(TASK REQUIREMENTS)
Please rewrite every line of the rows from the line with "Field-scouting task: mark every instance of the haze" to the line with "point(38, 442)", both included, and add -133 to each x and y coordinate inside point(...). Leave all other text unchanged.

Saved entries:
▬▬▬
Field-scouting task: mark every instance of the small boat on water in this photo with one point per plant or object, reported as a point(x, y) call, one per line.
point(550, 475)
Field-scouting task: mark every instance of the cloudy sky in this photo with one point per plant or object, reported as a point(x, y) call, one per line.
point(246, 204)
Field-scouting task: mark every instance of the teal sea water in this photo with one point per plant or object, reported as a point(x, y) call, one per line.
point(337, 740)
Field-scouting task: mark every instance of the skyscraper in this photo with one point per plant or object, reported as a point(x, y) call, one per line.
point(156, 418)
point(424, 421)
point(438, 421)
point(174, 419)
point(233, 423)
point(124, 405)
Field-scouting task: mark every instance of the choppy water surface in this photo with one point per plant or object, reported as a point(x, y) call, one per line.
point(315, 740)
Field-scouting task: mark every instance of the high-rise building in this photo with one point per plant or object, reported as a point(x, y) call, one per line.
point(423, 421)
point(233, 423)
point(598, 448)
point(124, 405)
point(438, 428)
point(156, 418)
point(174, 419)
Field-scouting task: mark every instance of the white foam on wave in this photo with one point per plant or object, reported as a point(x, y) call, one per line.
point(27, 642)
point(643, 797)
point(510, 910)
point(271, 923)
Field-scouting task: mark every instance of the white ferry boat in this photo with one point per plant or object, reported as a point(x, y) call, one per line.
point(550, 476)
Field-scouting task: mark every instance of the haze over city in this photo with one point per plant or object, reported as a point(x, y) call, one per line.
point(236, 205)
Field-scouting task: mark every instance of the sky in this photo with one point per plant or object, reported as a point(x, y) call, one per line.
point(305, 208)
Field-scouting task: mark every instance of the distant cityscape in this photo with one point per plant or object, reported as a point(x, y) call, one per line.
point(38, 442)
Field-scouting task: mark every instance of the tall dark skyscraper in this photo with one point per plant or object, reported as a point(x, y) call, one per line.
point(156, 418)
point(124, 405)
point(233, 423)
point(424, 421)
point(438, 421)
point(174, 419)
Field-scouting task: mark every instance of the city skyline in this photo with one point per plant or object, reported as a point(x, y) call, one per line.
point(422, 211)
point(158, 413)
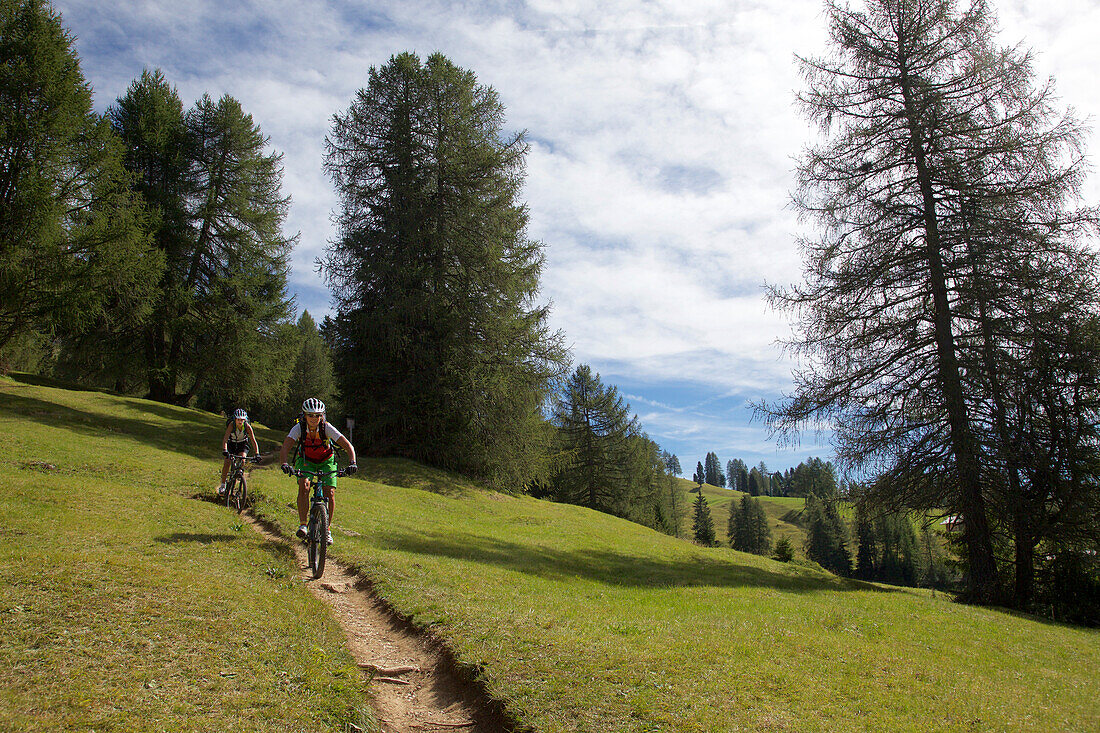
▬▬▬
(WRITTEN ANSWER)
Field-scouting task: mark every instance of the haze over city in this photo with one point per plant or object, reported as a point(x, y) call, one per line.
point(103, 72)
Field-scouting task: mark every instance of the sky in this photo with one point per plant or object, reported as a point(x, y) call, one per line.
point(172, 75)
Field-scouting task: mark every instance of the distant cityscape in this photo with one point per plant or object, reported as a point(x, y) call, one per line.
point(-95, 309)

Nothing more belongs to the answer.